**The request:** Write out the part of the visualization notebook below from "for output in" up to and including "df[col] = df[col].astype('category')", word for word.

**Excerpted text:**
· · · ·
# Visualization sandbox

First notebook in which I try to visualize my new datastructures.

## Imports

In [1]:
# Imports
import os
import numpy as np
import pandas as pd
import json
import sys
import pickle as pkl
import warnings

from os.path import dirname

In [2]:
# Custom

root_dir = dirname(dirname(os.getcwd()))
src_dir = os.path.join(root_dir, 'src')
sys.path.append(src_dir)

import exp
from exp.utils.extra import mem_usage
from exp.runner.RunExp import RunExp
from exp.runner.RunMercs import RunMercs

## Methods

In [3]:
def merge_aggregated_outputs_multiple_exps(exp_idxs, **kwargs):
    """
    Merge aggregated outputs from multiple experiments.
    """
    
    f = collect_aggregated_outputs_from_exp
    
    gen = (f(exp_idx, **kwargs) for exp_idx in exp_idxs)
    
    result = {}
    for g in gen:
        result = {k: pd.concat([result.get(k, None),v], sort=False)
                  for k,v in g.items()}    
    return result

def collect_aggregated_outputs_from_exp(exp_idx, **kwargs):
    """
    Load the aggregated outputs by a single experiment.
    """
    
    # Preliminaries
    dfs = {}
    
    # Actions
    re = RunExp.load(idx=exp_idx, **kwargs)
    for output in re.aggr_outputs:
        dfs[output] = re.load_output(kind=output)
    return dfs

In [4]:
# Transformation 0
def insert_category_dtype(df):
    for col in df:
        if not pd.api.types.is_numeric_dtype(df[col].dtype):
            df[col] = df[col].astype('category')
· · · ·
**Data listing:**

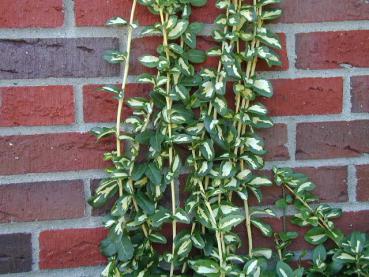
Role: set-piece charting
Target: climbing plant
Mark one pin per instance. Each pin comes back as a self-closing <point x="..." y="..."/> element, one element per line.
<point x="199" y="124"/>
· · · ·
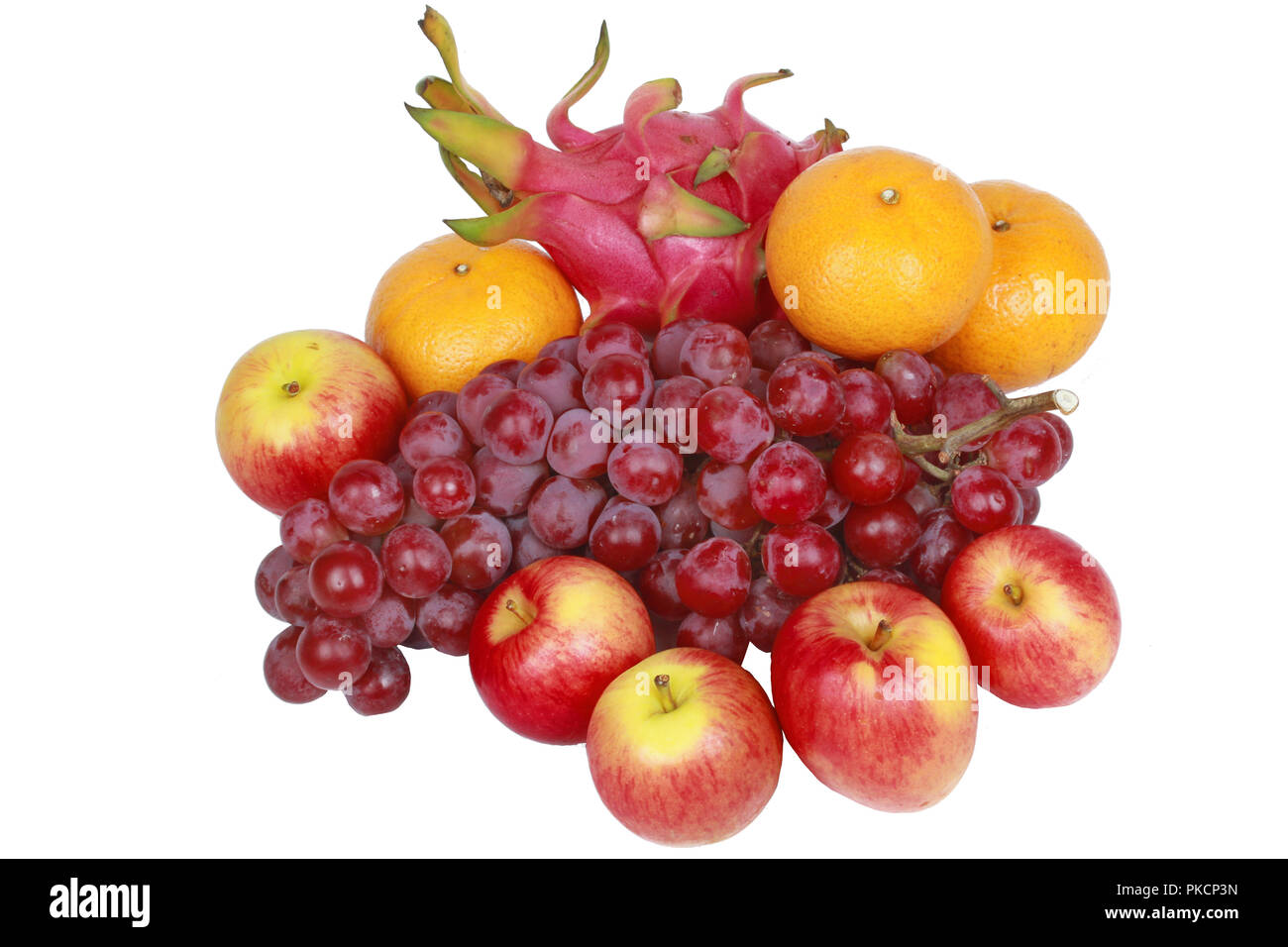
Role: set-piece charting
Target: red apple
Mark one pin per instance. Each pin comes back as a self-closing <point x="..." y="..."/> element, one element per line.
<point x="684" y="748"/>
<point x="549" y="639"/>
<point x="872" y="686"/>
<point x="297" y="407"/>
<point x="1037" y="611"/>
· · · ·
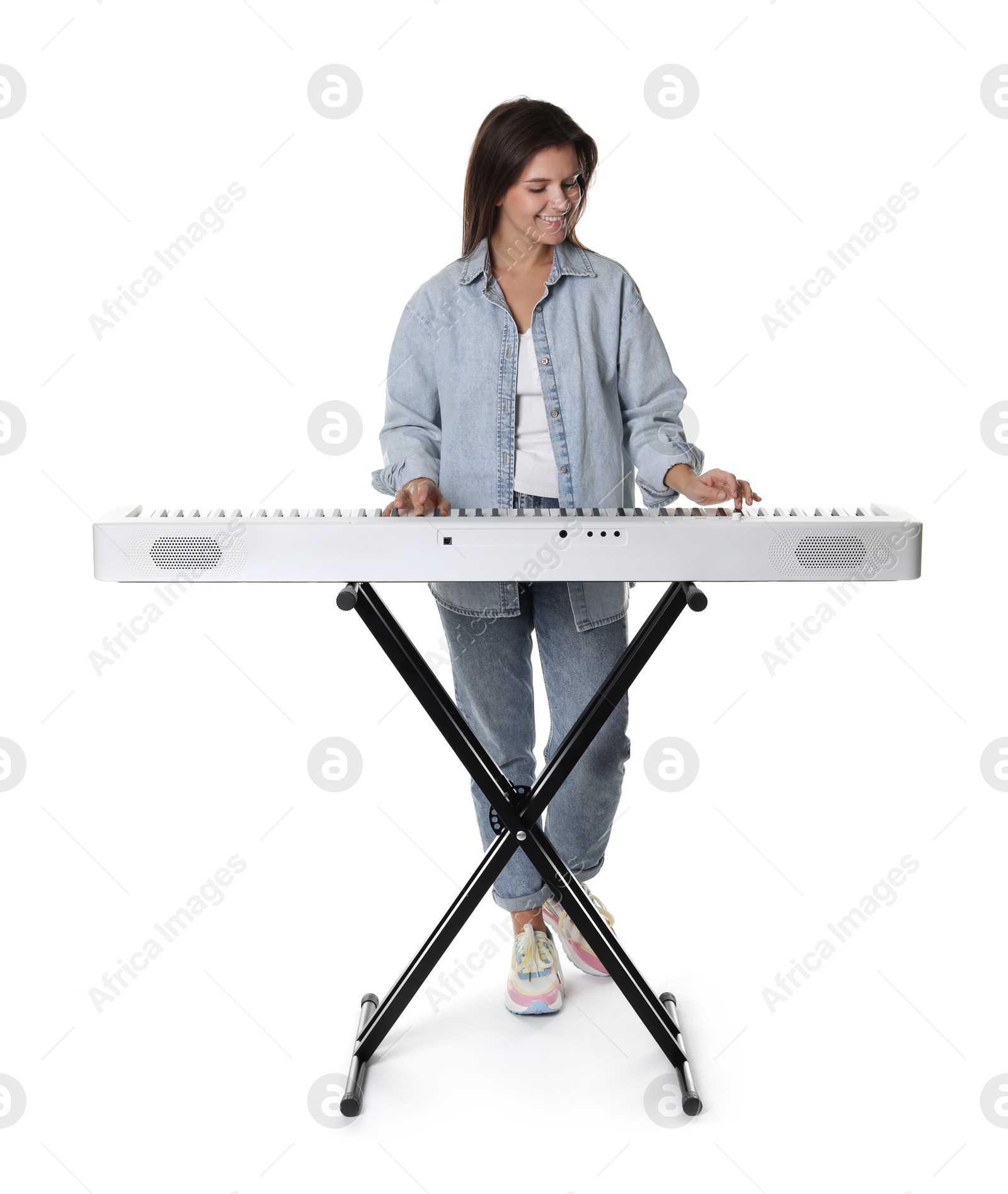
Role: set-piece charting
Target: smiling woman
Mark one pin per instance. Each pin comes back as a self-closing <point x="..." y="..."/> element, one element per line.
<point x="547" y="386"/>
· · · ·
**Solution to this task:**
for output in re.aggr_outputs:
        dfs[output] = re.load_output(kind=output)
    return dfs

In [4]:
# Transformation 0
def insert_category_dtype(df):
    for col in df:
        if not pd.api.types.is_numeric_dtype(df[col].dtype):
            df[col] = df[col].astype('category')